The reason behind this is both neurological and physical.
On the physical side, having your legs (and your torso) under a weighted blanket is comfortable and reassuring. You can feel the weight on your legs, which is real, and this is a welcome distraction from the sensation caused by RLS.
On the neurological side, deep pressure touch therapy increases melatonin production, which regulates the sleep-wake cycle. In other words, the hormone that helps you sleep is boosted and so too is your ability to sleep.
What real people are saying
Because everyone is different, results vary with weighted blankets and Restless Legs Syndrome. However, well-reviewed products, such as the Koala Blanket, have a number of customers with Restless Legs Syndrome who report good things.
People have reported a weighted blanket for restless legs has helped them to:
- Fall asleep faster
- Stay asleep longer
- Reduce the urge to move their legs
- Boost energy levels as a result of the above
So, in answer to the question of whether weighted blankets work for Restless Legs Syndrome, yes, they can, but results vary.
Because it’s a non-medicinal treatment, it may well be worth a shot to help reduce the symptoms you are suffering from. RLS is a horrible condition to have because there are no obvious external signs of illness. Doctors can only listen to what you describe the condition as being like when determining a treatment.
Some doctors have recommended weighted blankets to those with RLS, although not everyone will benefit from one.
Is there anything to beware of?

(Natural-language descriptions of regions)
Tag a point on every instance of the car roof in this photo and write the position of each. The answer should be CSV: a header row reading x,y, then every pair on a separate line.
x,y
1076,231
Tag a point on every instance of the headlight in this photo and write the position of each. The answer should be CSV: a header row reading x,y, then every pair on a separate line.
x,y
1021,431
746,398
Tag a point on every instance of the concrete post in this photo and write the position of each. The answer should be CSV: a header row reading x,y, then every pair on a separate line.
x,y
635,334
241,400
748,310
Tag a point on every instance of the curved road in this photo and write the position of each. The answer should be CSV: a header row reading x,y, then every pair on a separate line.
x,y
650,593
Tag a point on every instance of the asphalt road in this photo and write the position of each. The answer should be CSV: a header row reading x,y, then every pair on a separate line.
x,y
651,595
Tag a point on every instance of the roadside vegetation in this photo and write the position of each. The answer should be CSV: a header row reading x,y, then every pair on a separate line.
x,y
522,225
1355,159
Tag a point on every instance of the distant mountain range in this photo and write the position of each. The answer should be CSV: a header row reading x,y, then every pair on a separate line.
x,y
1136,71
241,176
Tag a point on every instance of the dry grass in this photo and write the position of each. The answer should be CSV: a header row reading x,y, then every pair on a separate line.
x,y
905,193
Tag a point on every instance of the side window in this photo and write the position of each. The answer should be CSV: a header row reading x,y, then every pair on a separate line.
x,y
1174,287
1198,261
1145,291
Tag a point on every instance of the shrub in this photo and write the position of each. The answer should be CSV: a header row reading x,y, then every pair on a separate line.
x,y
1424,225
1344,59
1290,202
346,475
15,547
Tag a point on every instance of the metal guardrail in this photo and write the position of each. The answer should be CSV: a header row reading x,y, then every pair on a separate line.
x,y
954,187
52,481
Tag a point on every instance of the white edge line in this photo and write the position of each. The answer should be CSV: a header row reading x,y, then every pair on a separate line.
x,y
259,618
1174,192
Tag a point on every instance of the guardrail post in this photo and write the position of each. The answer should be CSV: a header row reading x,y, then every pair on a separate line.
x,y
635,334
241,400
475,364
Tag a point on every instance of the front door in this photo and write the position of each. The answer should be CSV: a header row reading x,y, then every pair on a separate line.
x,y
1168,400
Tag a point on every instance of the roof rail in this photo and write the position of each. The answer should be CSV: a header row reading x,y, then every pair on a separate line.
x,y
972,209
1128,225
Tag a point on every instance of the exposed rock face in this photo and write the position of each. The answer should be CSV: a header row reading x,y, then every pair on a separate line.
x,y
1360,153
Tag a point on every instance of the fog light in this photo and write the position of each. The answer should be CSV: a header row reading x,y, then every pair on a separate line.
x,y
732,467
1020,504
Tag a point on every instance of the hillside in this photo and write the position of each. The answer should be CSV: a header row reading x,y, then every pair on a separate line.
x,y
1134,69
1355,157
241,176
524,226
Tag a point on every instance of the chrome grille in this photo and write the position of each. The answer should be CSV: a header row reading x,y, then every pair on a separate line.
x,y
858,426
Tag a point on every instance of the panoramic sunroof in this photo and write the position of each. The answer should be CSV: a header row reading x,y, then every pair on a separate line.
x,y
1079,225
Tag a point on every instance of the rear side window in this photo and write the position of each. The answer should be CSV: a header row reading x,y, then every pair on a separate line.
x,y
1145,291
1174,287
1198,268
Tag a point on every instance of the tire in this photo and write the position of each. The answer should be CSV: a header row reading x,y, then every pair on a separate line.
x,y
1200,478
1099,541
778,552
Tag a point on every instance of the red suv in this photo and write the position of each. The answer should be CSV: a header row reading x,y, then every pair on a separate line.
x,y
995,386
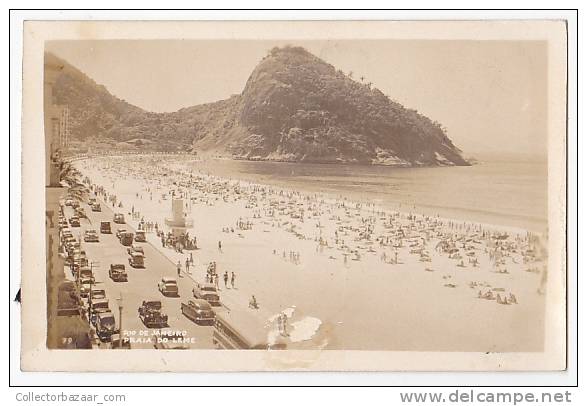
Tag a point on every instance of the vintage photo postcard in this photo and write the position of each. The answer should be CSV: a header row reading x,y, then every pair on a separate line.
x,y
294,195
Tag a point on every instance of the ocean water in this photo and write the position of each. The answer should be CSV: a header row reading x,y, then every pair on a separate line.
x,y
506,193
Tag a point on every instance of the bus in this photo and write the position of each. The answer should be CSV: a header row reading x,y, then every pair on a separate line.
x,y
243,330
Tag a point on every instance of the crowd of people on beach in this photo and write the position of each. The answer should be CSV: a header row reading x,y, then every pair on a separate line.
x,y
344,230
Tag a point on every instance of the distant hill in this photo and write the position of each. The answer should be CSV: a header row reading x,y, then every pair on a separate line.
x,y
294,107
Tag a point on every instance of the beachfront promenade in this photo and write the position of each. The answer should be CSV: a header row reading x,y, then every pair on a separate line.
x,y
349,274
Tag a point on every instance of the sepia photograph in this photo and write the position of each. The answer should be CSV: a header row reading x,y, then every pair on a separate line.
x,y
350,196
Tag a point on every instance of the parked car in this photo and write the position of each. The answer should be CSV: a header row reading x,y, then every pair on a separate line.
x,y
136,260
208,292
85,286
135,248
117,344
91,236
105,326
170,340
126,239
119,218
199,311
168,287
85,272
140,236
151,314
97,294
119,232
118,273
98,306
105,227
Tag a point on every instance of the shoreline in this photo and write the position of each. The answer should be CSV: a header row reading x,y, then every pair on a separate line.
x,y
441,212
383,286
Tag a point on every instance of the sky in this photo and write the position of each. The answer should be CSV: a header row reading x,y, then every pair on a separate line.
x,y
490,95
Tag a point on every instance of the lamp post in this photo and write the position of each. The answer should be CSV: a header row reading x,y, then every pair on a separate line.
x,y
120,321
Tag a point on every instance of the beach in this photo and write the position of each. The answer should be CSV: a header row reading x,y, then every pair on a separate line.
x,y
351,273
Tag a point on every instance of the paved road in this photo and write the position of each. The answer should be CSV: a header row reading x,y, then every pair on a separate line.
x,y
142,283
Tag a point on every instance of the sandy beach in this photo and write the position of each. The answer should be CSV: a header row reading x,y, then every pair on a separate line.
x,y
350,275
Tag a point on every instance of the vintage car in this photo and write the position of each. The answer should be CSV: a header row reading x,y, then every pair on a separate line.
x,y
135,248
168,287
199,311
126,238
105,227
68,302
151,315
170,340
105,326
85,286
118,273
119,218
207,292
116,343
98,306
97,294
119,232
136,260
85,272
91,236
74,221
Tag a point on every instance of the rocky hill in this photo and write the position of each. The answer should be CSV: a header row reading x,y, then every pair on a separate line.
x,y
294,107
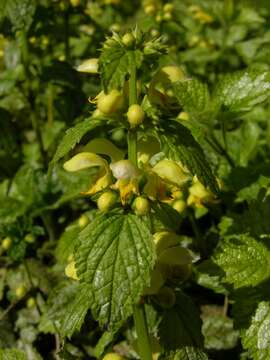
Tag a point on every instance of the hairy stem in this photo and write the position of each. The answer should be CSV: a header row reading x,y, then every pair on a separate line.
x,y
142,332
138,309
132,133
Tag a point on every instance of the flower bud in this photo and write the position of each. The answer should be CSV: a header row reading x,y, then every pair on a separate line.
x,y
106,201
30,238
6,243
128,40
135,115
110,103
124,169
171,171
89,66
157,281
20,291
31,302
179,205
83,221
174,73
113,356
141,206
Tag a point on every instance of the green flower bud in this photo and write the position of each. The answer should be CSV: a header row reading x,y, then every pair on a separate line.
x,y
83,221
135,115
157,281
180,206
30,238
20,291
6,243
107,200
128,40
141,206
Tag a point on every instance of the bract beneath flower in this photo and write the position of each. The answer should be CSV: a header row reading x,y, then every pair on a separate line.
x,y
85,160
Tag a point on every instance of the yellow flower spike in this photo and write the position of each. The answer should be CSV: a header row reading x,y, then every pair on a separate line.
x,y
104,179
203,17
89,66
86,160
70,271
124,169
105,147
171,172
154,188
126,187
147,148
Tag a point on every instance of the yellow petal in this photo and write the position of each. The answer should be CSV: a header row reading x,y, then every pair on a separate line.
x,y
126,187
84,160
104,180
89,66
154,188
171,172
124,169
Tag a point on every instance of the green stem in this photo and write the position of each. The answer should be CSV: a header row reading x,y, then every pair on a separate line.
x,y
142,332
132,133
144,345
50,95
66,25
198,236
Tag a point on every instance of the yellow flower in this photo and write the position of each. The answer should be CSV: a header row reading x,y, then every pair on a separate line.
x,y
171,172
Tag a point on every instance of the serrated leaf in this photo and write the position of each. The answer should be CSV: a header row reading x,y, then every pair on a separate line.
x,y
115,63
21,13
76,310
242,90
181,325
66,243
218,329
104,341
245,261
12,354
194,97
73,136
256,339
165,217
178,144
186,353
115,256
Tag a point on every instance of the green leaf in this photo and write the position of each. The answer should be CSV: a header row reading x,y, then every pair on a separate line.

TASK ITEM: Continue the text on weighted blankets for Restless Legs Syndrome from where it stops.

YOUR RESPONSE:
Some people with RLS can’t bear to have anything on their legs in bed. If you feel the same way, it is unlikely a weighted blanket will help, because it’s heavier than a duvet so will only agitate you and increase your symptoms.
If, however, you find applying pressure to your legs helps alleviate your symptoms, a weighted blanket could really help. The only way to know is to give it a try, but before you do, there are a few things to bear in mind.
Making the most of a weighted blanket
A weighted blanket for restless legs should be neither too heavy nor too light.
As a general rule of thumb, you should aim for 10% of your body weight, although the golden number is anywhere between 7 and 13%. You might like to try a slightly heavier or lighter blanket to see which works best for you.
The Koala Blanket is available in two weights - 6.8kg and 9kg. If you weigh 85kg or less, we recommend the lighter version. If you weigh over 85kg, we recommend the heavier version.
The great thing about the Koala Blanket is the weighted insert has an even weight distribution, so it is never top or bottom heavy. It always stays the same because the glass beads - which provide the weight - are sewn into small, individual pockets. This ensures they are always in the same place and do not move around.
Using a weighted blanket with Restless Legs Syndrome is quite simple. All you need to do is throw it over your legs when you get into bed. Alternatively, the Koala Blanket has a unique loop and tie system which lets you fix it to your duvet. This ensures your blanket stays put to maximise comfort through the night.
The loop and tie system is also highly beneficial if you have RLS because it ensures the blanket won’t bunch up during the night. So, when you do get the urge to move your legs, there will always be firm, even pressure on them.
The bottom line
If you find compression socks helpful in alleviating the symptoms of Restless Legs Syndrome, or you find swaddling helpful, a weighted blanket could really help maximise your comfort. By applying firm, but gentle pressure to your legs, a weighted blanket can also be very useful in improving sleep quality.The bottom line - if a weighted blanket can help reduce your symptoms by just a little, that’s a big win in the world of RLS because very few things seem to help. It’s non-medicinal too, so has absolutely no risk associated with it.